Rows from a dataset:
------------------------------
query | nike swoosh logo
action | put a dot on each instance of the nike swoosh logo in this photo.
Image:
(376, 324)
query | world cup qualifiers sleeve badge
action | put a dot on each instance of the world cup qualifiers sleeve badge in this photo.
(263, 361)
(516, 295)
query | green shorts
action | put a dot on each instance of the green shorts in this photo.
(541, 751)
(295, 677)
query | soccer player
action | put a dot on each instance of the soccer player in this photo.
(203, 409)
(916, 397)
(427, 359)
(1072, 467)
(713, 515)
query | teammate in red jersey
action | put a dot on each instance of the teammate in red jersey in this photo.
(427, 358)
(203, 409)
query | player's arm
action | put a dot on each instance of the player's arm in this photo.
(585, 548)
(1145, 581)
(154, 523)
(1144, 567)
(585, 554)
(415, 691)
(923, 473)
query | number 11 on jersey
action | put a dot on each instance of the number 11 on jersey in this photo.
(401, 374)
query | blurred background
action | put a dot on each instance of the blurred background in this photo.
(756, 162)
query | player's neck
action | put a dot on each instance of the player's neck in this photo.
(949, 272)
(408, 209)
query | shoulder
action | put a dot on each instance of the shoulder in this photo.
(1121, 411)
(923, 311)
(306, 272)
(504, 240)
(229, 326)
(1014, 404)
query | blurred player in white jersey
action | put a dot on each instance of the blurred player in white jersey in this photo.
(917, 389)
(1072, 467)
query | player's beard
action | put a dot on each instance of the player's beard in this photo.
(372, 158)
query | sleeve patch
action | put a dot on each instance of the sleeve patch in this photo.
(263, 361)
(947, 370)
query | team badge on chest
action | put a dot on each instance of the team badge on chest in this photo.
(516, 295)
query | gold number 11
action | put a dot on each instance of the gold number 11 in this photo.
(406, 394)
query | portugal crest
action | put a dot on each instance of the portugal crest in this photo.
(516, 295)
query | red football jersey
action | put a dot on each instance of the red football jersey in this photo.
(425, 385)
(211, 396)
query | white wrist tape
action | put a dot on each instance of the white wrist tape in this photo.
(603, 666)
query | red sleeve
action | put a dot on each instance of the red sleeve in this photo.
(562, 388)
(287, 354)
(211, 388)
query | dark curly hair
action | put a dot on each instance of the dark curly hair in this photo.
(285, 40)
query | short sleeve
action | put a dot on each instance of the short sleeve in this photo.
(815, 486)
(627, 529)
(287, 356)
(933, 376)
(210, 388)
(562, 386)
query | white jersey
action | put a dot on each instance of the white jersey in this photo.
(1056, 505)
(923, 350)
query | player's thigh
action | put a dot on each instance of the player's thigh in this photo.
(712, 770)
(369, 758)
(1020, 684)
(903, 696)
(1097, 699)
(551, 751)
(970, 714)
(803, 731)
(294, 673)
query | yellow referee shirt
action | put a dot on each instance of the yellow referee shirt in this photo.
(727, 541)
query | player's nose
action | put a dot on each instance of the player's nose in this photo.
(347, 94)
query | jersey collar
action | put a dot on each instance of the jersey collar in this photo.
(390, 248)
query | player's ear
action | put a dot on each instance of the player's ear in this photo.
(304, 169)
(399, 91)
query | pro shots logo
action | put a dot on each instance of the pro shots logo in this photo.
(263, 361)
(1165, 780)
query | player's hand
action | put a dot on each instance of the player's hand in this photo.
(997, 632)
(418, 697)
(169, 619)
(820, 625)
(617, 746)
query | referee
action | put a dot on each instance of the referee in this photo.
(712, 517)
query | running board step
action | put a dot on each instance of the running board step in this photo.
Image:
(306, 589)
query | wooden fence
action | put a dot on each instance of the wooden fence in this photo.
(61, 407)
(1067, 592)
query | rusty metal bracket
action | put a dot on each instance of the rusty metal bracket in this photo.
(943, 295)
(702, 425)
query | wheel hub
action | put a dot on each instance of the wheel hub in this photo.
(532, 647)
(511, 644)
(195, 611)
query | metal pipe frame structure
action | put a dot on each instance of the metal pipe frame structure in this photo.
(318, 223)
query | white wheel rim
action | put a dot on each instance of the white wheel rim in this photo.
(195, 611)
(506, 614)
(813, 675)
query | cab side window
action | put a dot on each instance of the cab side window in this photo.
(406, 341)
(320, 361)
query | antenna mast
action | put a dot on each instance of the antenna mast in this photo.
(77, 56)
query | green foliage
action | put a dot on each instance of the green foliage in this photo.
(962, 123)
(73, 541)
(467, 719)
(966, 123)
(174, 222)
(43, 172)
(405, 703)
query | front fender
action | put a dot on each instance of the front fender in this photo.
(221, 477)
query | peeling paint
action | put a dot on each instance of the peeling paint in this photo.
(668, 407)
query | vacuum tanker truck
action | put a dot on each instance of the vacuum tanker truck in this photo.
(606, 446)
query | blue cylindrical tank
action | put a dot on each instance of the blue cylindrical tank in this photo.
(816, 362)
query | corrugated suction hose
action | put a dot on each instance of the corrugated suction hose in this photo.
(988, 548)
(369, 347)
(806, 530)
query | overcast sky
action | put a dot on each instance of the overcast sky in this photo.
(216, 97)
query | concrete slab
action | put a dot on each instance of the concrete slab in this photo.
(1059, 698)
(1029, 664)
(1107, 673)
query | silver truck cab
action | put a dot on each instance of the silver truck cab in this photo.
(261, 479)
------------------------------
▶ **Goal of the exercise**
Repeat the records exactly, including every line.

▶ **Exercise output**
query | nike swoosh logo
action | put a dot on each instance of the nike swoosh logo in this photo.
Image:
(376, 324)
query | world cup qualifiers sleeve badge
action | put a dot on each instance of the world cup qualifiers sleeve badge in this photo.
(263, 361)
(516, 295)
query | green shorts
action | put a dot on each instance of the green shorts in this photo.
(541, 751)
(295, 677)
query | soccer player
action | put a dot on each instance of the soccer player in this photo.
(203, 409)
(916, 397)
(427, 359)
(1072, 467)
(713, 515)
query | teammate in red jersey
action | put a dot on each instance of the teammate in red jersey in this photo.
(427, 358)
(203, 409)
query | player's arm
action | put a dot on each instance of the player's arm in this photo.
(585, 548)
(1145, 581)
(154, 523)
(1144, 567)
(585, 554)
(415, 691)
(923, 473)
query | number 11 on jersey
action | put a dot on each instance of the number 11 on jersey in this photo.
(401, 374)
query | blurred background
action | put a dot on each instance of the blurred background in this photo.
(756, 162)
query | player's neck
action | put a dot on each instance of the player's neck in this photo.
(949, 272)
(408, 209)
query | shoulder
action | put a dot on each instance of the shoulder in this photo.
(1121, 411)
(923, 311)
(306, 272)
(504, 240)
(229, 326)
(1014, 404)
query | blurred player in white jersey
action | put a dot on each instance of the blurred player in white jersey in this photo.
(917, 389)
(1072, 467)
query | player's beard
action | put a dot on each instance of the player's beard in this photo.
(372, 158)
query | sleeve patch
action | put a dot on each instance of the sleeve patch in this photo.
(263, 361)
(947, 370)
query | team badge on chest
action | put a dot on each instance of the team badge on chest in this photo.
(516, 295)
query | gold number 11
action | put a dot on each instance of the gold number 11 in this photo.
(406, 394)
query | portugal crest
action | put a dot on each instance of the portugal crest in this photo.
(516, 295)
query | red football jersey
action | put a dot on each instance of the red football jersey in this photo.
(425, 385)
(211, 396)
query | white wrist tape
action | put a dot on each instance of the white wrist tape in this photo.
(603, 666)
query | red sleeve
action | put a dot on each instance of the red sleeve in this photo.
(562, 388)
(287, 354)
(211, 388)
query | dark curly hair
action | put a dot on each instance of the dark curly hair in this photo.
(285, 40)
query | short sleeve
action | put a dot on each instance of the short sleeve in this photo.
(815, 486)
(627, 529)
(287, 356)
(933, 376)
(210, 388)
(562, 386)
query | white jersey
action | put a dot on each instance of the white jersey in this photo.
(1056, 505)
(923, 350)
query | player's thigh
action | put a dot on each instance of the player's thigh in this photo.
(712, 770)
(369, 758)
(1020, 684)
(903, 696)
(1097, 699)
(551, 751)
(970, 714)
(803, 731)
(294, 673)
query | yellow referee shirt
action | put a dot on each instance of the yellow referee shirt in this photo.
(727, 541)
query | player's nose
action | put a dot on each instance of the player's nose in this photo.
(347, 94)
query | jersey collar
action | put a dot on each instance of the jersey collar in this photo.
(390, 248)
query | player's ear
action | put a dot on each instance of the player's ear in this photo.
(304, 169)
(399, 91)
query | pro shots logo
action | put a dot on each instance of the pro shots logo in this photo.
(263, 361)
(1165, 780)
query | player's hand
action | put a dot on each instance of the player's hand in this photo.
(997, 632)
(418, 697)
(169, 619)
(820, 625)
(617, 746)
query | referee
action | put a dot on each instance of the referee in this photo.
(712, 517)
query | running board step
action | put a dot on each instance of the running board step in this photo.
Image:
(306, 589)
query | wooden fence
action | put a dot on each instance of the wooden fence in this photo.
(61, 407)
(1067, 592)
query | rusty metal bracket
action | put a dot on each instance of the rusty metal bracket in this photo.
(943, 295)
(702, 425)
query | wheel hub
action | put a dot on each instance of the wheel hub in this photo.
(532, 647)
(511, 644)
(195, 611)
query | metal pipe frame structure
action | put a dot on each instance of the metal pipe frame structure in this photo.
(318, 223)
query | white wheel rim
action | put a dot on each instance of the white wheel rim in this photo.
(195, 611)
(506, 614)
(813, 675)
query | cab side window
action | put a dot on each instance of the cab side window in this photo.
(406, 341)
(320, 361)
query | antenna mast
action | put a dot on each instance of the antenna mast in this photo.
(77, 56)
query | green foliage
action | put a dot on each instance of the green foliage in this photo.
(962, 123)
(73, 541)
(467, 719)
(966, 123)
(174, 222)
(43, 172)
(405, 703)
query | front fender
action | put a dot on each instance of the front fender in this photo.
(221, 477)
query | peeling paint
action | put a dot on each instance of the peeling paint in this photo.
(668, 407)
query | vacuum tanker truck
action | put a dot on each instance of the vacuum tanker truck in this photo.
(606, 446)
query | blue cylindrical tank
action | put a dot on each instance of the blue cylindrical tank in this photo.
(816, 362)
query | corrugated suction hose
action | put a dot on each instance of the corrugated suction hose in this photo.
(988, 548)
(369, 347)
(806, 530)
query | overcast sky
action | put a dot on each instance of the overcast sky in this photo.
(216, 97)
query | concrete slab
action | put a dot on each instance of the concrete slab in this photo.
(1059, 698)
(1029, 664)
(1107, 673)
query | silver truck cab
action | put a dot on each instance of the silver truck cab in this photo.
(261, 479)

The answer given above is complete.